• Text for analysis:
Sorry for the delayed reply; I was out of town over the weekend. I hope it's not too late to address a few of the points in your responses.
I speak of a machine in its generic sense; As a contrivance to help us do work. Don't take me wrong, but I love science fiction; especially Frank Herbert novels.
I already responded to this, but it occurred to me only later that we may have had a miscommunication here.
The Selfish Gene is not a science fiction novel; it is a nonfiction book about evolutionary biology by Richard Dawkins, an Oxford zoologist. The main point of the book is that evolution is in most cases best explained in terms of the differential reproduction of genes, not organisms, and that organisms are best viewed as "survival machines" developed by natural selection for the purpose of protecting the genes and facilitating their reproduction. In one of the book's better known passages, Dawkins writes:
Now [the genes] swarm in huge colonies, safe inside gigantic lumbering robots, sealed off from the outside world, communicating with it by tortuous indirect routes, manipulating it by remote control. They are in you and in me; they created us, body and mind; and their preservation is the ultimate rationale for our existence.
Thus, in Dawkins's view, and the view of at least a fair number of modern evolutionary biologists, organisms are literally living machines developed for the purpose of protecting the self-replicating genes that created them; this was the point of my post to whicn you responded above.
So I won't say it's impossible, I'll just say it's improbable. If it takes millions of years for a biological machine to gain consciousness, then I will agree it will take millions of years for our machines.

Referring expression pointing data:

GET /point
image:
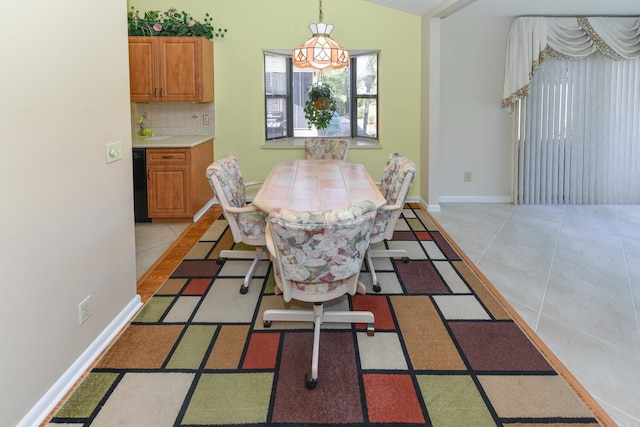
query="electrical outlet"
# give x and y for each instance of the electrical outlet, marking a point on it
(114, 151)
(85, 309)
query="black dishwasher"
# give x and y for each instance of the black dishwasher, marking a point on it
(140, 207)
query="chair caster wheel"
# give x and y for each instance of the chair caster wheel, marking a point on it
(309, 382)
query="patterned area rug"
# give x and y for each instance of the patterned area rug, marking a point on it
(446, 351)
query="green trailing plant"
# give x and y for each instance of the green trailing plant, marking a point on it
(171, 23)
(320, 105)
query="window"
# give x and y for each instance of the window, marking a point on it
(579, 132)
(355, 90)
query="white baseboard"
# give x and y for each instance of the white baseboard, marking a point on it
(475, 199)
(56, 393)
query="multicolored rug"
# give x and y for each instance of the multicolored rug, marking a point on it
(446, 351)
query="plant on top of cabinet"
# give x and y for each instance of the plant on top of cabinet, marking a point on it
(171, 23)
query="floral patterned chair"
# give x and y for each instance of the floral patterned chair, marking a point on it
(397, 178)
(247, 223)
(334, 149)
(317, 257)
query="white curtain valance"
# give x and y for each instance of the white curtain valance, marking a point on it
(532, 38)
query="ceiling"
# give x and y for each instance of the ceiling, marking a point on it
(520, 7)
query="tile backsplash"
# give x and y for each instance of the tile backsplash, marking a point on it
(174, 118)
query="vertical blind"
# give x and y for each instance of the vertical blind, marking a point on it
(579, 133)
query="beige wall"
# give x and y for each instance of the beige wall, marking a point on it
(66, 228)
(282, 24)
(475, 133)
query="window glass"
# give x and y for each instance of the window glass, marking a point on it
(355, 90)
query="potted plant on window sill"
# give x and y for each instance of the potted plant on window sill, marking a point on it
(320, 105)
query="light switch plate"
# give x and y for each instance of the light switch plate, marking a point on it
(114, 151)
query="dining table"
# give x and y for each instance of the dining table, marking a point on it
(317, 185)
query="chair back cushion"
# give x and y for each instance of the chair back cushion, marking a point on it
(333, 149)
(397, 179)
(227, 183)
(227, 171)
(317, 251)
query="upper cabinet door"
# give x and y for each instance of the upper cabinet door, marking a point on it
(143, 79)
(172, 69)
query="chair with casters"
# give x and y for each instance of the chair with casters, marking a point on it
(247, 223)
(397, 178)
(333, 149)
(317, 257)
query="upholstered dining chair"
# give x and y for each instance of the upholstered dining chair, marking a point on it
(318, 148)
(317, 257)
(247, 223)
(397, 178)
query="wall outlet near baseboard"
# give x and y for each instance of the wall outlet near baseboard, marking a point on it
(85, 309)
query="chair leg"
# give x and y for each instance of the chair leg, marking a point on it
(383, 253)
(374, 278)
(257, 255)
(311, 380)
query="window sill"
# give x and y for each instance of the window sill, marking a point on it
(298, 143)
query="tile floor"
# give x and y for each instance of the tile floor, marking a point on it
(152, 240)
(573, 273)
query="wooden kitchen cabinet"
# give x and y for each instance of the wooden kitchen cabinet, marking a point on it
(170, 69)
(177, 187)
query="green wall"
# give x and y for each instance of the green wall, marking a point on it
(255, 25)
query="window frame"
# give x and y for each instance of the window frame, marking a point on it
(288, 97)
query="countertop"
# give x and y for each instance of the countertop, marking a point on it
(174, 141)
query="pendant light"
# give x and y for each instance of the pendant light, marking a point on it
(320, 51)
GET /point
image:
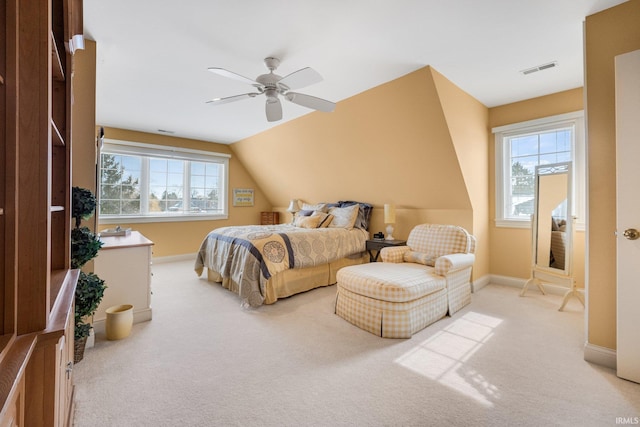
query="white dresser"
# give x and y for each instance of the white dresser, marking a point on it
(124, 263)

• Goal of the exercise: Return everything from "The Selfish Gene" down to "for our existence." in the post about genes as machines, copied without changes.

• Your solution:
The Selfish Gene is not a science fiction novel; it is a nonfiction book about evolutionary biology by Richard Dawkins, an Oxford zoologist. The main point of the book is that evolution is in most cases best explained in terms of the differential reproduction of genes, not organisms, and that organisms are best viewed as "survival machines" developed by natural selection for the purpose of protecting the genes and facilitating their reproduction. In one of the book's better known passages, Dawkins writes:
Now [the genes] swarm in huge colonies, safe inside gigantic lumbering robots, sealed off from the outside world, communicating with it by tortuous indirect routes, manipulating it by remote control. They are in you and in me; they created us, body and mind; and their preservation is the ultimate rationale for our existence.